Prompt A: What does the passage about Democrats and the Overton window say good public policy almost always does?
Prompt B: Continue the opinion passage on Democratic strategy, picking up right after its final sentence.
[[ Document passage open ]]
And yes, yes, yes….Democrats are 1 million times better than Republicans. You’re not going to win some gotcha with me with a shopping list of Democratic accomplishments. I’m not some fringe third party voter. I’m someone with a concrete theory of change — pull on that Overton window until it rips off the hinges and then throw it across the room. There’s way too much suffering in the world to do anything else.

If one accepts that we should try to create a better world without poverty, borders, or people without health insurance then the best way to get there is to actually name those ideas and fight for them, not the 6 step process I outlined above. One of the best things about good public policy, is that it almost always benefits the majority of people. So Democrats should lean into good public policy and not be afraid of Republican name calling. But that hasn’t been the trend.
[[ Document passage closed ]]
[[ Data under study open ]]
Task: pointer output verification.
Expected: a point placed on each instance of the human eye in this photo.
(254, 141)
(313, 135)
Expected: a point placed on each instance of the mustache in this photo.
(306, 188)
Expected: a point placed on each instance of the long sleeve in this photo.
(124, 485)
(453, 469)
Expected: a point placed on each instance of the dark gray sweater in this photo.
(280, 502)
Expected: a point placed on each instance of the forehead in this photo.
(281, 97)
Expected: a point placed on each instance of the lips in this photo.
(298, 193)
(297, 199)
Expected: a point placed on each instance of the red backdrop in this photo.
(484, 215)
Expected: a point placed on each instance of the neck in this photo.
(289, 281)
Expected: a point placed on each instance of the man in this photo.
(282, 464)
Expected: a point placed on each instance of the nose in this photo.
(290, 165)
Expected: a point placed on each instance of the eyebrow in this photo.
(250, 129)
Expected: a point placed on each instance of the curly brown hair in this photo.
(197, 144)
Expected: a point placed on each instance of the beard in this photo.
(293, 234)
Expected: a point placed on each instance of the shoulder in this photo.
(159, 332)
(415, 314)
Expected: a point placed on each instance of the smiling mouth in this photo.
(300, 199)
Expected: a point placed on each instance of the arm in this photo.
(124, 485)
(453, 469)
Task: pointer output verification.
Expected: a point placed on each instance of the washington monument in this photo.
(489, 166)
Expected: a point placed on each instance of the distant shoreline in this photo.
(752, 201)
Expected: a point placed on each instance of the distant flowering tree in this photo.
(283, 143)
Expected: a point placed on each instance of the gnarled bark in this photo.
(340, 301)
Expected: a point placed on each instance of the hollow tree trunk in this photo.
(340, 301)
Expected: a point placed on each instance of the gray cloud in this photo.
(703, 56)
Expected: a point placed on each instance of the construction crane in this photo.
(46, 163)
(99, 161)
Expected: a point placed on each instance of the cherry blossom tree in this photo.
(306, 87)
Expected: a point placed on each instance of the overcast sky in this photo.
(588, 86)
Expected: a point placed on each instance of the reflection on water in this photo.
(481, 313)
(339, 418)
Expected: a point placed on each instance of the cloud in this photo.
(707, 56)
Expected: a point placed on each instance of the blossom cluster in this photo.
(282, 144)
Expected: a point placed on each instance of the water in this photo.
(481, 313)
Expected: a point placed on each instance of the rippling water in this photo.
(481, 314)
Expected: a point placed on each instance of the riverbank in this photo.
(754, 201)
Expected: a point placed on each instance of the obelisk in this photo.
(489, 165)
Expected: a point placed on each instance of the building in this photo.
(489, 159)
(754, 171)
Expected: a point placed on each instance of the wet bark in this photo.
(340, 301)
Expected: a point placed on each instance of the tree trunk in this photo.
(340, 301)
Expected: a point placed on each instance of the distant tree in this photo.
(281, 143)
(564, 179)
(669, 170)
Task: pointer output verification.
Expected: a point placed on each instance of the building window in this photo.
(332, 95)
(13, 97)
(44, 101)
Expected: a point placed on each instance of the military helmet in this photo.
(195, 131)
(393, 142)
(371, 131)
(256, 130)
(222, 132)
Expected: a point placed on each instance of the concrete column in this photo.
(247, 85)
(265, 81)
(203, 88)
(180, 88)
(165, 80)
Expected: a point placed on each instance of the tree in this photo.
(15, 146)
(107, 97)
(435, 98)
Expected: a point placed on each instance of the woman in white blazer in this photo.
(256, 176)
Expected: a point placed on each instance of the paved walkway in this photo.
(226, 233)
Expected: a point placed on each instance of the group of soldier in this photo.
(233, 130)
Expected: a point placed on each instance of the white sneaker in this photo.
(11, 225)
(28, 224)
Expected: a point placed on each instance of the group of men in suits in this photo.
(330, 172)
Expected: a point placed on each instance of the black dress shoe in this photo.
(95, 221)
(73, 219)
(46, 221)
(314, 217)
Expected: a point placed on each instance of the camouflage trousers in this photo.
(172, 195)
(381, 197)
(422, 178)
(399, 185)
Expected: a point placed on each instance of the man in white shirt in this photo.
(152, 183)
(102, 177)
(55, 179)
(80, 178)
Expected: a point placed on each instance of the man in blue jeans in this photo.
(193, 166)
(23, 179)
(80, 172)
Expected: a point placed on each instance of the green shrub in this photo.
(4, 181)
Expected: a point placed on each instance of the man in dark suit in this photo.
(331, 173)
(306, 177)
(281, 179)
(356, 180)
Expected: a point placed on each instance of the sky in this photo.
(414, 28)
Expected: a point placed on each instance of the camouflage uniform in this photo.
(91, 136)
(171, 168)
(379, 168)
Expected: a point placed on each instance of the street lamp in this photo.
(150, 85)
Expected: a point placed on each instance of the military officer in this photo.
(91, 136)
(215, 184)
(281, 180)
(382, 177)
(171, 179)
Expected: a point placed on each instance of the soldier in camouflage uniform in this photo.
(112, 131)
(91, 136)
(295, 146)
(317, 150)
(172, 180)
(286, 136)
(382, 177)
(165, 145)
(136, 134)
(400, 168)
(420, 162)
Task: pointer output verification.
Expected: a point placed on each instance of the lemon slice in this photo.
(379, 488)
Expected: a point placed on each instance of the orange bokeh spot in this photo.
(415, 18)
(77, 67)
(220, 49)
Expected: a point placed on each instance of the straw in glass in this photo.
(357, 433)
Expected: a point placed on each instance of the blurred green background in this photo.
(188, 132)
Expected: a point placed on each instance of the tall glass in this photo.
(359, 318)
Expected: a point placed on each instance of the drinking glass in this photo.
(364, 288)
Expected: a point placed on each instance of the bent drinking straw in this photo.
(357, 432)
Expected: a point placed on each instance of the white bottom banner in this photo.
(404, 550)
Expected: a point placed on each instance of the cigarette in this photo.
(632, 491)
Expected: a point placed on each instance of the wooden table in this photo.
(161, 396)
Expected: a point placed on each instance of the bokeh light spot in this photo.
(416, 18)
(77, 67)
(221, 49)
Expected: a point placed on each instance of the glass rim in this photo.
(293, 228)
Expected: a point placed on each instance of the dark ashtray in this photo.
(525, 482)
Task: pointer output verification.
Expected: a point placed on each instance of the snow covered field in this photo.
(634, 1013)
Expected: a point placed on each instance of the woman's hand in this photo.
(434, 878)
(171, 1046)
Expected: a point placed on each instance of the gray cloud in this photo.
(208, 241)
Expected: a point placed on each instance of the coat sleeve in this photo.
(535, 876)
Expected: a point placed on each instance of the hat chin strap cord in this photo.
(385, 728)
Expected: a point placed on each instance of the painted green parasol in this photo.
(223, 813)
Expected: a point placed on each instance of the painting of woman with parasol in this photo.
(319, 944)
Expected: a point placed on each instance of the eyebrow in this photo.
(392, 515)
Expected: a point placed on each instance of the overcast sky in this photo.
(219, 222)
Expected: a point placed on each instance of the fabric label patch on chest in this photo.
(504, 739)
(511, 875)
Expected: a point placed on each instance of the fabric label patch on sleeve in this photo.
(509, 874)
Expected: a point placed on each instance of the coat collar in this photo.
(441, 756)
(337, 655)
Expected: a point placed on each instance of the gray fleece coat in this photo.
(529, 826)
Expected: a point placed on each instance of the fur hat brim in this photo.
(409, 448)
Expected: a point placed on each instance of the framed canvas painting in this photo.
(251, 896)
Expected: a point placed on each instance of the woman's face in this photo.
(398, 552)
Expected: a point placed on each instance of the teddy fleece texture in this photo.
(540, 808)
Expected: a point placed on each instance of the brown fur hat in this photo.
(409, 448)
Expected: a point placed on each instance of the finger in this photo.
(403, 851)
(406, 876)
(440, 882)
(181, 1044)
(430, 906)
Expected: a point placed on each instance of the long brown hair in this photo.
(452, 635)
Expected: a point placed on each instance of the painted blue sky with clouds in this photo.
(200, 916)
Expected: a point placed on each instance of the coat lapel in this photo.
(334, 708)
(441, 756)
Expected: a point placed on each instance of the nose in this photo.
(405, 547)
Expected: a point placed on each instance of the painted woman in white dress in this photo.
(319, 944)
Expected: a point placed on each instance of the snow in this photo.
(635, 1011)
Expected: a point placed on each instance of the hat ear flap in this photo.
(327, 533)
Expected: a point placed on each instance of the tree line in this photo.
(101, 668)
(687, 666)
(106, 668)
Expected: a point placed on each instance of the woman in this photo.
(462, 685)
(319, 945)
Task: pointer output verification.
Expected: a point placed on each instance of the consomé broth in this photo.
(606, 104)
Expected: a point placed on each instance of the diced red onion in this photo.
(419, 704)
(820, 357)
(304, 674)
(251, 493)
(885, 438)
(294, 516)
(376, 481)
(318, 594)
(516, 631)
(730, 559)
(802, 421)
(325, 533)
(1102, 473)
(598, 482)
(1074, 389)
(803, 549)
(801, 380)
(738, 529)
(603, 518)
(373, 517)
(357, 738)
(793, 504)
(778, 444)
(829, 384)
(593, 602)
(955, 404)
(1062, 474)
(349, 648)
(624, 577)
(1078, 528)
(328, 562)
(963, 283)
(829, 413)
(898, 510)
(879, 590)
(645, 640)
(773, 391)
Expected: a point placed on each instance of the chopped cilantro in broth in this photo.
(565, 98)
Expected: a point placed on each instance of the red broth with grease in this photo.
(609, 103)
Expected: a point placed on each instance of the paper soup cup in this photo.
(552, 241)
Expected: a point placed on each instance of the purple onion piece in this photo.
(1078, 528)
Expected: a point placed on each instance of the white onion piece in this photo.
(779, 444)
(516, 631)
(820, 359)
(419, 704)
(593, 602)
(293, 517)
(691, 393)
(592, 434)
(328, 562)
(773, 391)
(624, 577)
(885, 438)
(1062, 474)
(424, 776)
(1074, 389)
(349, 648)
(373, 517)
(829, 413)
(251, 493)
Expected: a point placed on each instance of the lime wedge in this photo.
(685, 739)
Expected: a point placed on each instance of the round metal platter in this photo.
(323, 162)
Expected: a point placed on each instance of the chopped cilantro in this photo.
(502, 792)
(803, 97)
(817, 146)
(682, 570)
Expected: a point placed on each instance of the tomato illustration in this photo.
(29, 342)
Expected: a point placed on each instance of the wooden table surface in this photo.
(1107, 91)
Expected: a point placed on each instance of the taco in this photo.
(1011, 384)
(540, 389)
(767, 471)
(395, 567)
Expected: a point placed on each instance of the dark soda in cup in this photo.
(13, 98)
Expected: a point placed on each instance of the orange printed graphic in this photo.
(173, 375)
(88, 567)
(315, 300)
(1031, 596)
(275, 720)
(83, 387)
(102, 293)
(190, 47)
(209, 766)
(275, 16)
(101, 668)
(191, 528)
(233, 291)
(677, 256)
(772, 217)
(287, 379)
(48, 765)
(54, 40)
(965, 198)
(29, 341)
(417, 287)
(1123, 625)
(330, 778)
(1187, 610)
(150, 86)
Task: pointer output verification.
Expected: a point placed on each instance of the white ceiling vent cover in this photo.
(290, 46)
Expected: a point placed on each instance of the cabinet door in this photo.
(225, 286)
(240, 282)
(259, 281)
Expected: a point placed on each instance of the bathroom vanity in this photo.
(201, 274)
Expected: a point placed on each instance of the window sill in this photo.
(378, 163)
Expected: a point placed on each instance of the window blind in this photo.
[[ Data under study closed ]]
Expected output A: It almost always benefits the majority of people.

Expected output B:
The best example I can think of is the 2020 primary. The progressive end of the party fully leaned into single payer health insurance, a policy that would both lower costs and expand choice. It would almost certainly benefit the majority of Americans. This left moderate democrats with two choices: 1) Build on what Bernie and Warren were saying and explain to the electorate the benefits of national health insurance, collaborate to create an in-depth tax plan to fund it, and show Americans that the majority of people would be better off under the system or 2) Regurgitate right wing talking points to try carve out their own lane for power and setback the progress for national health insurance.

All the major players chose option 2 either because of faulty logic, bad policy chops, or a personal greed for power. Don’t let them or their supporters fool you, standing on a stage with millions of people watching and lying and misleading Americans about health insurance did not help Democrats win elections. It did decrease the probability of the US having national health insurance any time soon. Nobody on that stage was dumb enough to think a system where you can go to any doctor in any place gives a person less choice than the current system that requires you to be in network IF you have insurance at all.

Lying about good policy is not in fact how you enact good policy.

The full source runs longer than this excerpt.